→ **Task objective**
Reproduce verbatim the lines of the records below, starting at the line containing "trace **metal pole**" and ending at the line containing "158], [232, 193]]", with both of those lines included.

:: Task inputs

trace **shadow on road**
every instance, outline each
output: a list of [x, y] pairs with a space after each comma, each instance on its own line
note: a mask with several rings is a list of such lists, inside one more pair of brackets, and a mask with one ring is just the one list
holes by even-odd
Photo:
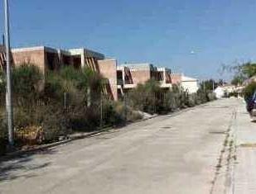
[[36, 177], [36, 173], [31, 173], [31, 170], [41, 169], [51, 164], [50, 162], [43, 163], [33, 163], [34, 154], [53, 154], [53, 149], [43, 149], [36, 152], [29, 152], [14, 157], [4, 157], [0, 159], [0, 182], [11, 181], [20, 177]]

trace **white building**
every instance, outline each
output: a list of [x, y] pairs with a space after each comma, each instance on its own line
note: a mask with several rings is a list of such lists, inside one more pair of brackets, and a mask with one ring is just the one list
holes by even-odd
[[196, 93], [198, 89], [198, 80], [196, 78], [181, 75], [181, 87], [189, 93]]
[[217, 87], [217, 88], [215, 89], [214, 92], [215, 93], [217, 98], [224, 97], [225, 91], [222, 87], [220, 87], [220, 86]]

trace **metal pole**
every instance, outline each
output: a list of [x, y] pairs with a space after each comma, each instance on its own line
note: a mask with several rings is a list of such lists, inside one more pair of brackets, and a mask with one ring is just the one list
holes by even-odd
[[9, 4], [8, 0], [4, 0], [5, 13], [5, 47], [7, 58], [7, 92], [6, 109], [7, 113], [8, 140], [11, 147], [13, 146], [13, 125], [12, 125], [12, 78], [11, 78], [11, 57], [10, 57], [10, 31], [9, 31]]

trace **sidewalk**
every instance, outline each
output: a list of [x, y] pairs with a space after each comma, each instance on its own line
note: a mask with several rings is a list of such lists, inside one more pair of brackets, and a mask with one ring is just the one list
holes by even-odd
[[256, 193], [256, 123], [251, 121], [244, 106], [237, 109], [236, 158], [232, 193]]

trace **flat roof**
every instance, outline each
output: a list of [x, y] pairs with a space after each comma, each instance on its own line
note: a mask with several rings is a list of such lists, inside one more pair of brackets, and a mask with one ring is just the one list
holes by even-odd
[[95, 57], [98, 58], [99, 59], [104, 59], [105, 56], [104, 54], [89, 50], [89, 49], [85, 49], [85, 48], [79, 48], [79, 49], [71, 49], [69, 50], [69, 51], [71, 53], [71, 54], [75, 55], [75, 54], [85, 54], [85, 56], [89, 56], [89, 57]]
[[31, 46], [31, 47], [22, 47], [22, 48], [14, 48], [12, 49], [12, 52], [24, 52], [24, 51], [34, 51], [34, 50], [45, 50], [49, 52], [57, 53], [58, 50], [48, 46]]

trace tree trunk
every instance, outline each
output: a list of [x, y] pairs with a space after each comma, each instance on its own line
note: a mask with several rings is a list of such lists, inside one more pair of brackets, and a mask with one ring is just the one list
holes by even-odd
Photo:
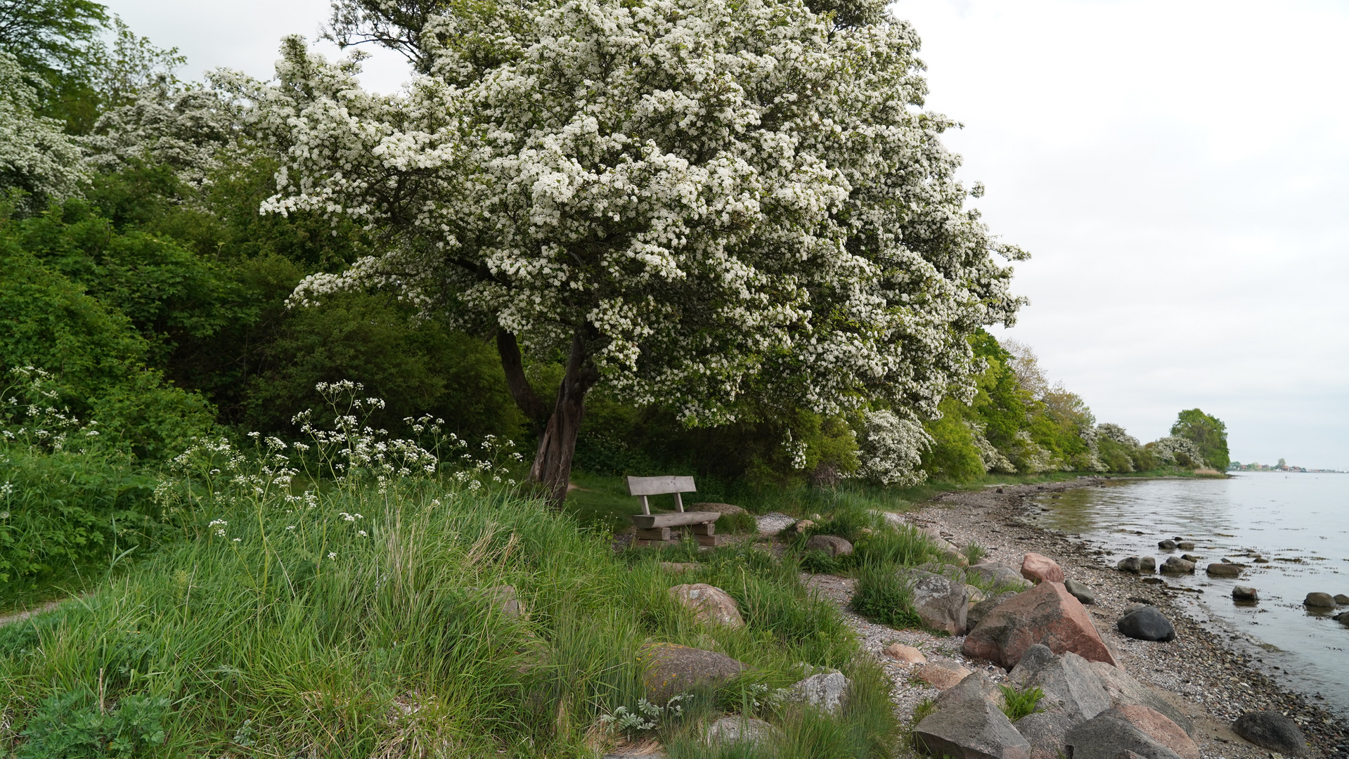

::::

→ **The reply**
trace **metal pole**
every instance, outline each
output: a list of [x, y] pairs with a space after each comma, each instance on its own line
note: a mask with several rings is a list of such lists, inside one more pair of brackets, and a mask with one ring is just the one list
holes by even-odd
[[9, 4], [8, 0], [4, 0], [5, 13], [5, 47], [7, 58], [7, 92], [6, 109], [7, 113], [8, 140], [11, 147], [13, 146], [13, 125], [12, 125], [12, 78], [11, 78], [11, 57], [10, 57], [10, 31], [9, 31]]

trace **sidewalk**
every instance, outline each
output: a list of [x, y] pairs with a space after each comma, each instance on its own line
note: a mask with several rings is a list of such lists, inside one more pair of brackets, and a mask with one ring is just the one list
holes by even-odd
[[256, 193], [256, 123], [251, 121], [244, 106], [237, 109], [236, 158], [232, 193]]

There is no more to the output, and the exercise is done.